Polygon annotations for photos:

▼

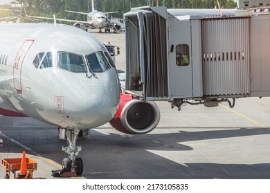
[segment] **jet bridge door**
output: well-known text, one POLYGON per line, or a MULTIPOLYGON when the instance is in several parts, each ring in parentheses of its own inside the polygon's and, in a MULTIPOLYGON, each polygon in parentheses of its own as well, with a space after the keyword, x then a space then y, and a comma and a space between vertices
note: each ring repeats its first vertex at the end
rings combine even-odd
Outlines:
POLYGON ((169 83, 174 99, 192 96, 190 20, 168 21, 169 83))

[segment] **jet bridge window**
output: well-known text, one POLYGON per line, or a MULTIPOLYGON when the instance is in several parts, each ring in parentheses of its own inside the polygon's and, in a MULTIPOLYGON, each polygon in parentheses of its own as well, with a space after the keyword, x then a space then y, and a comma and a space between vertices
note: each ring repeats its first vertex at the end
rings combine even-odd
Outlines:
POLYGON ((58 52, 58 67, 73 72, 87 72, 82 55, 58 52))
POLYGON ((109 69, 111 67, 107 59, 109 57, 106 57, 102 52, 87 55, 90 70, 94 72, 102 72, 109 69))
POLYGON ((38 53, 35 57, 34 61, 33 61, 33 64, 35 68, 38 68, 40 62, 42 61, 42 57, 44 55, 44 52, 38 53))
POLYGON ((177 65, 186 66, 190 64, 189 46, 186 44, 177 45, 176 48, 177 65))
POLYGON ((45 57, 44 58, 42 64, 40 65, 40 68, 50 68, 53 67, 53 53, 52 52, 48 52, 45 57))

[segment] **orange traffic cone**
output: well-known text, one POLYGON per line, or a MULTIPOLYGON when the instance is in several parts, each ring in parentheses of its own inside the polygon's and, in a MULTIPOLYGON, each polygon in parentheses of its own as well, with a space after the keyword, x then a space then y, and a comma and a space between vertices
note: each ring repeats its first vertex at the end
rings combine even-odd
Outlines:
POLYGON ((27 174, 27 166, 26 166, 26 152, 23 151, 23 154, 21 161, 21 168, 19 170, 19 173, 18 174, 19 179, 24 178, 27 174))

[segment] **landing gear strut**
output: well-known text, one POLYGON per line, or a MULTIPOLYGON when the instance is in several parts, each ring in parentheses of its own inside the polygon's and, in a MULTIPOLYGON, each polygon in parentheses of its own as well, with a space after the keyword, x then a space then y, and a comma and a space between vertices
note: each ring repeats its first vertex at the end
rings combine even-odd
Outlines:
POLYGON ((68 147, 63 147, 62 150, 69 154, 69 158, 64 158, 62 161, 62 167, 66 172, 75 172, 78 176, 80 176, 83 172, 83 163, 79 155, 82 151, 81 146, 76 146, 76 141, 80 133, 80 129, 66 130, 68 147))

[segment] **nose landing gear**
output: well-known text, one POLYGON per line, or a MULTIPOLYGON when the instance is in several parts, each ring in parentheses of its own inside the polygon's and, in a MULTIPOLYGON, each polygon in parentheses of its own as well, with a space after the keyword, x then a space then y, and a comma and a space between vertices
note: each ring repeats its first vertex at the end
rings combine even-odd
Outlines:
POLYGON ((76 141, 80 131, 80 129, 66 130, 69 146, 62 148, 62 150, 69 154, 69 158, 64 159, 62 161, 63 168, 66 168, 67 172, 76 172, 78 176, 82 175, 84 167, 82 159, 80 157, 75 158, 82 151, 81 146, 76 146, 76 141))
POLYGON ((83 172, 84 165, 80 157, 75 157, 82 151, 81 146, 76 146, 76 141, 80 134, 80 129, 64 130, 69 146, 63 147, 62 150, 69 154, 69 158, 63 159, 62 169, 52 171, 53 176, 60 177, 64 176, 81 176, 83 172), (64 174, 69 173, 70 174, 64 174), (72 174, 75 174, 72 175, 72 174))

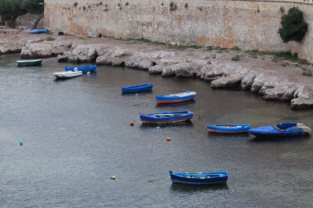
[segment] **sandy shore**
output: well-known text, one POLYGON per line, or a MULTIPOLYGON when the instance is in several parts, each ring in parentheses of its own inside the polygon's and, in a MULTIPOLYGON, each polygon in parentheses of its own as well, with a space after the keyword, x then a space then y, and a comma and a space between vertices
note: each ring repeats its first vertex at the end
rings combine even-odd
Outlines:
POLYGON ((291 108, 313 107, 313 77, 304 76, 313 66, 274 57, 257 57, 241 50, 179 49, 140 41, 72 36, 0 33, 0 54, 20 53, 24 58, 58 56, 58 60, 95 61, 97 65, 125 65, 163 76, 196 77, 216 88, 241 87, 263 99, 291 101, 291 108), (49 36, 55 40, 45 40, 49 36), (203 51, 203 50, 205 51, 203 51), (232 57, 240 56, 237 61, 232 57))

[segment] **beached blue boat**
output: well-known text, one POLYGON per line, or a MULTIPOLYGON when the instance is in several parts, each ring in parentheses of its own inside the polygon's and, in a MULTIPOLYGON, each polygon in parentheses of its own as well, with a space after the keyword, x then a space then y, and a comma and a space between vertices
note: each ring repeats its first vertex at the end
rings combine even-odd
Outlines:
POLYGON ((187 110, 163 112, 156 114, 139 114, 143 123, 163 123, 187 121, 192 118, 193 114, 187 110))
POLYGON ((74 69, 77 68, 79 71, 81 71, 83 72, 87 72, 88 71, 92 71, 97 69, 97 65, 90 64, 86 66, 75 66, 74 67, 67 67, 66 66, 64 67, 65 71, 74 71, 74 69))
POLYGON ((45 32, 49 32, 48 29, 31 29, 28 33, 30 34, 42 34, 45 32))
POLYGON ((184 92, 156 96, 156 103, 171 103, 189 100, 194 98, 196 93, 187 91, 184 92))
POLYGON ((276 126, 261 126, 247 131, 258 137, 291 137, 310 134, 311 129, 300 123, 282 123, 276 126))
POLYGON ((153 84, 147 83, 144 85, 135 85, 134 86, 129 87, 121 87, 121 88, 122 88, 122 92, 131 92, 150 90, 152 89, 153 86, 153 84))
POLYGON ((207 128, 209 132, 234 133, 245 132, 250 128, 249 124, 208 124, 207 128))
POLYGON ((173 183, 201 185, 225 183, 228 178, 227 171, 209 173, 173 173, 170 171, 173 183))

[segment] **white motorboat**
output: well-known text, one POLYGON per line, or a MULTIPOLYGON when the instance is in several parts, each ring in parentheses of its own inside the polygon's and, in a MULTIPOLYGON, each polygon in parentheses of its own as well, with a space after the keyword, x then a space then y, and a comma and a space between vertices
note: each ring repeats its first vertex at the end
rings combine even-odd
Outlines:
POLYGON ((74 71, 61 71, 60 72, 54 73, 54 75, 57 78, 71 78, 75 76, 81 76, 83 72, 81 71, 78 71, 77 68, 74 69, 74 71))

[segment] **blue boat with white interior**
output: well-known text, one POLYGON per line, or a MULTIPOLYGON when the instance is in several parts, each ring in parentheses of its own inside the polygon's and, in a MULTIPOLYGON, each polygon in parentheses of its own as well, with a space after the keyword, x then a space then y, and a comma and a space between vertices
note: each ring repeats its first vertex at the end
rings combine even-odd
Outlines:
POLYGON ((245 132, 250 128, 249 124, 207 124, 207 128, 209 132, 233 133, 245 132))
POLYGON ((143 123, 163 123, 179 122, 190 120, 193 114, 187 110, 175 112, 163 112, 156 114, 140 113, 143 123))
POLYGON ((147 83, 143 85, 135 85, 129 87, 121 87, 122 92, 139 92, 152 89, 153 84, 147 83))
POLYGON ((170 171, 170 175, 173 183, 192 185, 204 185, 225 183, 228 178, 228 172, 227 171, 208 173, 174 173, 170 171))
POLYGON ((175 94, 157 95, 156 96, 156 100, 157 104, 178 103, 193 99, 196 94, 195 92, 187 91, 175 94))
POLYGON ((285 137, 305 136, 311 134, 311 129, 301 123, 282 123, 276 125, 251 128, 247 132, 257 137, 285 137))
POLYGON ((64 67, 66 71, 74 71, 75 68, 77 68, 79 71, 81 71, 83 72, 87 72, 88 71, 92 71, 97 69, 97 65, 90 64, 85 66, 75 66, 74 67, 68 67, 66 66, 64 67))
POLYGON ((28 33, 29 34, 42 34, 46 32, 49 32, 48 29, 31 29, 28 33))

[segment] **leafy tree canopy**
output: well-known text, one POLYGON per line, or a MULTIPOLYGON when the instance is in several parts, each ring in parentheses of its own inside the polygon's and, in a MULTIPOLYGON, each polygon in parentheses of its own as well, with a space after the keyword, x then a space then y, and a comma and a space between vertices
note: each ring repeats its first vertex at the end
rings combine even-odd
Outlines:
POLYGON ((282 27, 277 32, 284 43, 300 42, 308 30, 308 23, 304 21, 303 12, 294 7, 281 17, 280 24, 282 27))

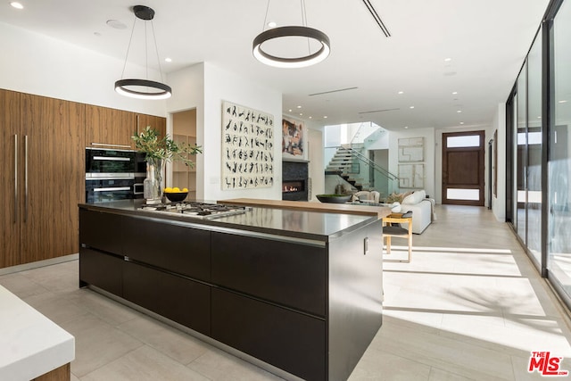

▲

Exercise: Update the lines from the one with "[segment] **sandy shore**" up to and including the one with "POLYGON ((291 108, 313", replacing "sandy shore" with "sandy beach" and leaving everything else unchanged. Give only those lines.

Exercise answer:
[segment] **sandy beach**
output: well-known text, one POLYGON per line, or a MULTIPOLYGON when the instance is in several parts, each ring in parentheses of its own inside the polygon's and, in a MULTIPOLYGON, each polygon in parentheses of its own as well, with a space after the keyword, x then a space then y, and a comma and a space between vertices
note: each ring repeats its first vertex at the end
rings combine even-odd
Outlines:
POLYGON ((291 108, 313 107, 313 77, 304 76, 313 66, 274 57, 257 57, 241 50, 179 49, 140 41, 72 36, 0 33, 0 54, 20 53, 24 58, 58 56, 58 60, 95 61, 97 65, 125 65, 163 76, 196 77, 216 88, 241 87, 263 99, 291 101, 291 108), (49 36, 55 40, 45 40, 49 36), (203 51, 203 50, 205 51, 203 51), (232 57, 240 56, 237 61, 232 57))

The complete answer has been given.